TASK TO CARRY OUT: Convert every line of the entries below into a Markdown table with two columns, Row and Line. Put a running number in Row and the line's text in Line, skipping any blank lines.

[Entries excerpted from a collection]
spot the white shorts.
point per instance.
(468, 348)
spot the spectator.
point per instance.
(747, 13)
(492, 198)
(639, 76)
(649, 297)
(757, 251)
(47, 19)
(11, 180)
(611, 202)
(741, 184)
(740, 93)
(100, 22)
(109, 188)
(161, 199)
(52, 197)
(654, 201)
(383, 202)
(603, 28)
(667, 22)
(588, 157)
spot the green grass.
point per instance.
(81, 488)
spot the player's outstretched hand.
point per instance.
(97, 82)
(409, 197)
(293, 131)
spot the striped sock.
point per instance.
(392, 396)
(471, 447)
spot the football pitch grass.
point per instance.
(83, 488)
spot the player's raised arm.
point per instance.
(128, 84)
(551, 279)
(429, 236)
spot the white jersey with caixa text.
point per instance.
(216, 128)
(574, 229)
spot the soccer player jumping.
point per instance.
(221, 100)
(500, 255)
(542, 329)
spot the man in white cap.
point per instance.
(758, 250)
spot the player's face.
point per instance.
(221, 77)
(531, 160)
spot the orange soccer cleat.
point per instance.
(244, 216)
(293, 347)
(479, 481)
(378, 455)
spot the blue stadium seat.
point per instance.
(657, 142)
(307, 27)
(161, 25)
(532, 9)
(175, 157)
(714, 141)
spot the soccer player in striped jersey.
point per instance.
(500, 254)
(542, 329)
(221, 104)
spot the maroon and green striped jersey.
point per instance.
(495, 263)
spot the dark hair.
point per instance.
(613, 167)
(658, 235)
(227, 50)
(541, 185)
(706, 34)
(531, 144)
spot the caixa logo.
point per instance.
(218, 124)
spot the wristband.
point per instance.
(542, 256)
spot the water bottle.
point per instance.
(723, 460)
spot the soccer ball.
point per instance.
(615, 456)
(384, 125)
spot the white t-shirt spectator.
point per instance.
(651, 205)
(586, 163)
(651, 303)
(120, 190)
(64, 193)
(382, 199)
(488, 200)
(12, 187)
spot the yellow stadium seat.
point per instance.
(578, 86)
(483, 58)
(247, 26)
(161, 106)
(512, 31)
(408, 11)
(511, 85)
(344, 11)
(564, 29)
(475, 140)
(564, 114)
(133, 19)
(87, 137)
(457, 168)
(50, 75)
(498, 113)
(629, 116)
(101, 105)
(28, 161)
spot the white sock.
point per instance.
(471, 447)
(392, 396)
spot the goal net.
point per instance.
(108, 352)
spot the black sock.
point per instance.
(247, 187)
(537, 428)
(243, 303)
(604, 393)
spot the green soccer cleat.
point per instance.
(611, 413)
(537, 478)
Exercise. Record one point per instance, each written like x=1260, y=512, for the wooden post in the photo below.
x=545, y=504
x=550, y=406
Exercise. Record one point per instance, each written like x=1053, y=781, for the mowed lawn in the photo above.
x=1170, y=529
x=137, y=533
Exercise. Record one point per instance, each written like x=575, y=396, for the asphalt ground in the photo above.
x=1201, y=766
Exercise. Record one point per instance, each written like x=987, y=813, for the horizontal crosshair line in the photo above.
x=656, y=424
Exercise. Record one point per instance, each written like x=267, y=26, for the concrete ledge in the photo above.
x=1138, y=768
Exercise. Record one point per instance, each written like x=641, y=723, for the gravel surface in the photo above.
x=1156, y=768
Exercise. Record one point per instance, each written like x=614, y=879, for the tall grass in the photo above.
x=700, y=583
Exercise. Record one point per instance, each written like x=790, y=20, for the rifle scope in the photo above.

SOLUTION BELOW:
| Row | Line |
|---|---|
| 1 | spot the white shorts. |
| 2 | point per instance. |
| 3 | (468, 348) |
| 4 | spot the spectator. |
| 5 | point per instance. |
| 6 | (747, 13) |
| 7 | (492, 198) |
| 8 | (639, 76) |
| 9 | (649, 297) |
| 10 | (757, 251) |
| 11 | (47, 19) |
| 12 | (11, 180) |
| 13 | (611, 202) |
| 14 | (741, 184) |
| 15 | (740, 93) |
| 16 | (100, 22) |
| 17 | (109, 188) |
| 18 | (161, 199) |
| 19 | (52, 197) |
| 20 | (654, 201) |
| 21 | (383, 202) |
| 22 | (603, 28) |
| 23 | (667, 22) |
| 24 | (588, 157) |
| 25 | spot the green grass. |
| 26 | point per instance. |
| 27 | (81, 488) |
| 28 | spot the player's outstretched hand. |
| 29 | point per instance. |
| 30 | (97, 82) |
| 31 | (409, 197) |
| 32 | (293, 131) |
| 33 | spot the striped sock. |
| 34 | point per instance. |
| 35 | (392, 396) |
| 36 | (471, 447) |
| 37 | spot the football pitch grass. |
| 38 | point per instance. |
| 39 | (83, 488) |
| 40 | spot the player's raised arm. |
| 41 | point per instance. |
| 42 | (128, 84) |
| 43 | (551, 279) |
| 44 | (429, 236) |
| 45 | spot the white jersey with caixa text. |
| 46 | point per instance. |
| 47 | (216, 128) |
| 48 | (574, 229) |
| 49 | spot the soccer player jumping. |
| 50 | point per instance. |
| 51 | (221, 100) |
| 52 | (500, 255) |
| 53 | (542, 329) |
| 54 | spot the man in white cap. |
| 55 | point per instance. |
| 56 | (758, 250) |
| 57 | spot the player's face. |
| 58 | point per instance. |
| 59 | (221, 77) |
| 60 | (531, 160) |
| 61 | spot the orange soccer cleat. |
| 62 | point per instance. |
| 63 | (244, 216) |
| 64 | (293, 347) |
| 65 | (479, 481) |
| 66 | (378, 455) |
| 67 | spot the blue stadium seat. |
| 68 | point per instance. |
| 69 | (657, 142) |
| 70 | (307, 27) |
| 71 | (161, 25) |
| 72 | (532, 9) |
| 73 | (175, 157) |
| 74 | (714, 141) |
| 75 | spot the soccer player in striped jersey. |
| 76 | point per instance. |
| 77 | (500, 254) |
| 78 | (542, 329) |
| 79 | (221, 104) |
| 80 | spot the maroon and green striped jersey. |
| 81 | point per instance. |
| 82 | (495, 263) |
| 83 | spot the dark hair. |
| 84 | point per instance. |
| 85 | (613, 167) |
| 86 | (658, 235) |
| 87 | (227, 50) |
| 88 | (541, 185) |
| 89 | (706, 34) |
| 90 | (531, 144) |
| 91 | spot the caixa logo. |
| 92 | point per instance. |
| 93 | (218, 124) |
| 94 | spot the wristband. |
| 95 | point per instance. |
| 96 | (542, 256) |
| 97 | spot the water bottle. |
| 98 | point per instance. |
| 99 | (723, 460) |
| 100 | spot the soccer ball. |
| 101 | point per instance. |
| 102 | (615, 456) |
| 103 | (384, 125) |
| 104 | spot the white t-shirt spectator. |
| 105 | point per instance. |
| 106 | (651, 205) |
| 107 | (586, 163) |
| 108 | (651, 303) |
| 109 | (120, 190) |
| 110 | (64, 193) |
| 111 | (382, 199) |
| 112 | (488, 200) |
| 113 | (12, 187) |
| 114 | spot the yellow stadium seat. |
| 115 | point per instance. |
| 116 | (578, 86) |
| 117 | (483, 58) |
| 118 | (247, 26) |
| 119 | (161, 106) |
| 120 | (512, 31) |
| 121 | (408, 11) |
| 122 | (511, 85) |
| 123 | (344, 11) |
| 124 | (564, 29) |
| 125 | (475, 140) |
| 126 | (564, 114) |
| 127 | (133, 19) |
| 128 | (87, 137) |
| 129 | (457, 168) |
| 130 | (50, 75) |
| 131 | (498, 113) |
| 132 | (629, 116) |
| 133 | (101, 105) |
| 134 | (28, 161) |
| 135 | spot the white sock. |
| 136 | point per instance. |
| 137 | (471, 447) |
| 138 | (392, 396) |
| 139 | spot the goal net. |
| 140 | point per instance. |
| 141 | (108, 352) |
| 142 | spot the black sock. |
| 143 | point per instance. |
| 144 | (247, 187) |
| 145 | (537, 428) |
| 146 | (243, 303) |
| 147 | (604, 393) |
| 148 | spot the green soccer cleat. |
| 149 | point per instance. |
| 150 | (611, 413) |
| 151 | (537, 478) |
| 152 | Exercise. Record one point per instance, each written like x=1260, y=512, for the wooden post in the photo below. |
| 153 | x=545, y=504 |
| 154 | x=550, y=406 |
| 155 | Exercise. Record one point per instance, each written like x=1053, y=781, for the mowed lawn in the photo above. |
| 156 | x=1170, y=529 |
| 157 | x=137, y=533 |
| 158 | Exercise. Record one point per instance, each written like x=575, y=396, for the asphalt ground in the photo above. |
| 159 | x=1201, y=766 |
| 160 | Exercise. Record one point per instance, each written like x=987, y=813, for the horizontal crosshair line in the photo above. |
| 161 | x=656, y=424 |
| 162 | Exercise. Record one point per instance, each written like x=267, y=26, for the concrete ledge in the photo above. |
| 163 | x=1138, y=768 |
| 164 | Exercise. Record one point per instance, each written like x=641, y=723, for the gravel surface in the photo above. |
| 165 | x=1156, y=768 |
| 166 | Exercise. Record one point per instance, each written like x=614, y=879, for the tall grass in the photo above. |
| 167 | x=700, y=583 |
| 168 | Exercise. Record one point per instance, each written like x=790, y=20, for the rifle scope in the photo above. |